* **Work task**: Please count the lines in the listing below where the word "response" appears. Give the number only.

* **Exercise input**:
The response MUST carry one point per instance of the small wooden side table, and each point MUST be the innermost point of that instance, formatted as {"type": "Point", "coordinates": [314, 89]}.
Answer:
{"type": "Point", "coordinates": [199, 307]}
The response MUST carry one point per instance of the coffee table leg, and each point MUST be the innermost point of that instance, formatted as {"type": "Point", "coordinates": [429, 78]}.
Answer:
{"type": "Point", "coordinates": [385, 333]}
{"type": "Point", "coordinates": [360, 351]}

* **Exercise output**: 2